=== TEXT EXCERPT ===

● ● ● ●

They say scores of troops and police were also killed for refusing to fire on civilians. Syrian authorities say more than 500 soldiers and police died in clashes with "armed terrorist groups," whom they also blame for most civilian deaths.

Opposition discussions
The 3,000-word document was circulated at a Syrian Authority-sanctioned opposition conference of 150 people Monday in Damascus, the Guardian said, noting the U.S. ambassador urged dialogue between the opposition and the regime.

The document demands a "clear and frank apology" and accountability for organizations and individuals who "failed to accommodate legitimate protests," and compensation for the families of victims of repression.

It calls for the ruling Baath party to be subject to a new law on political parties — though the party would still provide 30 of 100 members for a proposed transitional national assembly. Seventy others would be appointed by the president in consultation with opposition nominees — which will still leave Assad in a powerful position.

Several of the proposed measures have already been mentioned in public by Assad, fueling speculation he is at least partially following through on some of the document's recommendations.

The roadmap is signed by Louay Hussein and Maan Abdelsalam, leading secular intellectuals in a group called the National Action Committee, the Guardian said. Both men met the vice-president, Farouk al-Sharaa, before Assad's most recent speech, diplomats told the newspaper.

"It would be a big mistake if the Americans tried to influence this initiative and a mistake for the opposition to let them," a prominent Syrian intellectual with close links to the regime warned the Guardian. "I would advise them to distance themselves from the U.S."

A U.S. state department spokesman told the Guardian, "We are encouraging genuine dialogue between the opposition and the regime but we are not promoting anything. We want to see a democratic Syria but this is in the hands of the Syrian people."

Syrian forces block escapes
Word of the draft document emerged as Syrian army forces spread through a restive mountainous area near the Turkish border on Thursday. The death toll from a two-day military siege rose to 19 people, according to activists and a witness.

● ● ● ●

=== RECORDS ===
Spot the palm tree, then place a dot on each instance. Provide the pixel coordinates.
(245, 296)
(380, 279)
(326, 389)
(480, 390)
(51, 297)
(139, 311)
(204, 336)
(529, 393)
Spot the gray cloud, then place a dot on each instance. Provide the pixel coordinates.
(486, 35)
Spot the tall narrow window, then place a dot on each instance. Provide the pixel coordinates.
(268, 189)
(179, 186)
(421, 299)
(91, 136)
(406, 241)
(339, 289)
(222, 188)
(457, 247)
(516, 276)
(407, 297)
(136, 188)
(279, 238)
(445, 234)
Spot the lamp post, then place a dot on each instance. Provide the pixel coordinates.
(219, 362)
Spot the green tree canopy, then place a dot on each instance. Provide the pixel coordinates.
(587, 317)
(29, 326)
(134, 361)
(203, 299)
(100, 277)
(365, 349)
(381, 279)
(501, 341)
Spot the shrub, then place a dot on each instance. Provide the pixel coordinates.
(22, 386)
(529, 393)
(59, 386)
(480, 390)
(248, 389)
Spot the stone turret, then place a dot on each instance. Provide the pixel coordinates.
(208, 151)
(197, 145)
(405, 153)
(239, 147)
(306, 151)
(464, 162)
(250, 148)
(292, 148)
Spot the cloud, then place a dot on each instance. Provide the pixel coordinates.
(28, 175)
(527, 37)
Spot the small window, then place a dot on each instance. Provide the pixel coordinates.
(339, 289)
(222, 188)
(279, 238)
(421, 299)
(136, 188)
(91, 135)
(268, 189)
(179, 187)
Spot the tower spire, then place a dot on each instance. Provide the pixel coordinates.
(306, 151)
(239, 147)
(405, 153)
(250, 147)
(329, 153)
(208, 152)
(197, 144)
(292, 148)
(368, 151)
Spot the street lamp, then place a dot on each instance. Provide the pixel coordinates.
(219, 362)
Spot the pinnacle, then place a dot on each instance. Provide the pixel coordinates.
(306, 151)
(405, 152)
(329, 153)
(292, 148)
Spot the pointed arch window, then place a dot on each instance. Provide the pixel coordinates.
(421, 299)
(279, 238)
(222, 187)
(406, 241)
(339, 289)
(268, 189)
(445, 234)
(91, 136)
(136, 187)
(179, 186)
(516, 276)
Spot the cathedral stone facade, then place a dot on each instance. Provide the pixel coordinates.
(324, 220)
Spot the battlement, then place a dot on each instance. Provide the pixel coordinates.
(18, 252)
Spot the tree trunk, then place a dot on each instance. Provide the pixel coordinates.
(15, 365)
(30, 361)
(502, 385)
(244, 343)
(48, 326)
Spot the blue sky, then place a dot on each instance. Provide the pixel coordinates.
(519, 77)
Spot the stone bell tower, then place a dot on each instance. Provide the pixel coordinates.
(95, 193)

● ● ● ●

=== TO-DO LIST ===
1) Transcribe the stretch of the Syria news excerpt from "It calls for" through "told the newspaper.".
2) Write the next part of the Syria news excerpt, starting after its final sentence.

=== TASK-BY-TASK ANSWERS ===
1)
It calls for the ruling Baath party to be subject to a new law on political parties — though the party would still provide 30 of 100 members for a proposed transitional national assembly. Seventy others would be appointed by the president in consultation with opposition nominees — which will still leave Assad in a powerful position.

Several of the proposed measures have already been mentioned in public by Assad, fueling speculation he is at least partially following through on some of the document's recommendations.

The roadmap is signed by Louay Hussein and Maan Abdelsalam, leading secular intellectuals in a group called the National Action Committee, the Guardian said. Both men met the vice-president, Farouk al-Sharaa, before Assad's most recent speech, diplomats told the newspaper.

2)
The action by Syrian troops in the northwestern area of Jabal al-Zawiya appeared to be aimed at preventing residents from fleeing to Turkey, where more than 10,000 Syrians have already taken shelter in refugee camps, activists say. The refugees have been a source of deep embarrassment to Damascus, one of the most tightly controlled regimes in the Middle East.

"They fear there will be sympathy for the people who are fleeing, and they are frightened that this will cause international pressure to mount on the regime," said Mustafa Osso, a prominent Syrian-based human rights activist.

Only five Syrians made it across the border Thursday, the lowest number in days, said Turkish officials. Over the past week, more than 10,000 Syrians rushed across, fleeing their army's violent crackdown against demonstrators.

Syrian forces were consolidating their hold on the Jabal al-Zawiya after two days of heavy shelling in the area, particularly in the village of Rameh, said Osso. That assessment was repeated by Lebanon-based activist Omar Idibi and an eyewitness who spoke on condition of anonymity, fearing reprisals.

They said most people were killed Wednesday and early Thursday. Idibi said the death toll was likely to rise as people were pulled out of rubble from smashed homes in some areas.

Idibi said part of the fighting was prompted by Syrian forces trying to hunt down several dozen comrades who abandoned their arms. Some rebelled while in Rameh village, while others split away from the armed forces in earlier fighting this month in the nearby town of Jisr al-Shughour.